╭─ Material for the task

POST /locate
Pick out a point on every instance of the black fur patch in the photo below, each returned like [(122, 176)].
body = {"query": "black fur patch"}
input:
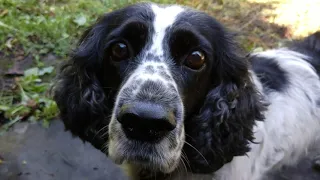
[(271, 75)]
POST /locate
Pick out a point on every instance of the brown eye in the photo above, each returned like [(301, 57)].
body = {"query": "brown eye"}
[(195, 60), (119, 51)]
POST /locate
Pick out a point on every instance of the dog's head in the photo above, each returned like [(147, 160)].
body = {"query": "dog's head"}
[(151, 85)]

╰─
╭─ Material for the task

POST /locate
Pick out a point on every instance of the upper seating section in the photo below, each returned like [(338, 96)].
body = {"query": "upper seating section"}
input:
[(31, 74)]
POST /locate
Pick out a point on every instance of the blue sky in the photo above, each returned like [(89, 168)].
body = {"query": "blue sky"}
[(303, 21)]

╰─
╭─ Material for the task

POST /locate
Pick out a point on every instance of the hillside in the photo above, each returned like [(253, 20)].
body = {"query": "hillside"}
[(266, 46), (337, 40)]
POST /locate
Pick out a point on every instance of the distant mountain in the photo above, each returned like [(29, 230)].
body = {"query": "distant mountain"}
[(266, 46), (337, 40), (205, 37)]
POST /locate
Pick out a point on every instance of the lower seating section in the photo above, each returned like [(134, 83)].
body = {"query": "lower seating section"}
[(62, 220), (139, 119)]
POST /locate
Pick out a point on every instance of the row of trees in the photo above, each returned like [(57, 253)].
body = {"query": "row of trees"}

╰─

- _Given task_
Gather every line of the data above that contains the string "each", matching case exactly.

- _Reply_
Pick out a point on every instance of the black fur patch in the photo below, each returned like [(122, 176)].
Pick out a point on every instance of the brown eye in the photo above, each returned like [(301, 57)].
Pick out a point on every instance of the dog's head in the photo above, each returned like [(147, 160)].
Pick out a point on every instance of the upper seating section in the photo below, each returned like [(338, 96)].
Pick out a point on every instance of the blue sky in the photo above, each returned like [(89, 168)].
Pick out a point on every instance of the hillside in the photo above, each returned like [(253, 20)].
Pick out a point on every instance of the distant mountain in the photo above, each returned like [(29, 230)].
Pick out a point on every instance of the lower seating section in the photo above, each returned like [(134, 83)].
Pick out a point on every instance of the row of trees in the photo above, each returned like [(57, 253)].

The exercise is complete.